# START OF Material for the task

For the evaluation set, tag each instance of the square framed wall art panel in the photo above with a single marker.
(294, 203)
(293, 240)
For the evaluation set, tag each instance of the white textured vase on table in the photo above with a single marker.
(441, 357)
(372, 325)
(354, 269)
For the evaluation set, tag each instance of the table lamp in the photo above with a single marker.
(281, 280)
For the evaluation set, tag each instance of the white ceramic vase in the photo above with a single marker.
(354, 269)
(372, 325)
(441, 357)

# END OF Material for the task

§ **Aim**
Rewrite all of the entries, switching every "evaluation set" to "test set" and keeping everything else the same.

§ **Correct result**
For the test set, tag each instance of the square framed wall art panel in the photo above with a single marker.
(294, 203)
(293, 240)
For the test set, tag each instance of the white textured vase on table in the photo above with a single marker.
(441, 357)
(372, 325)
(354, 269)
For the test set, tag each instance of the table lamp in the photo above with a single marker.
(281, 280)
For the test set, tag each instance of the white ceramic vase in the photo above with a single marker.
(354, 269)
(372, 325)
(441, 357)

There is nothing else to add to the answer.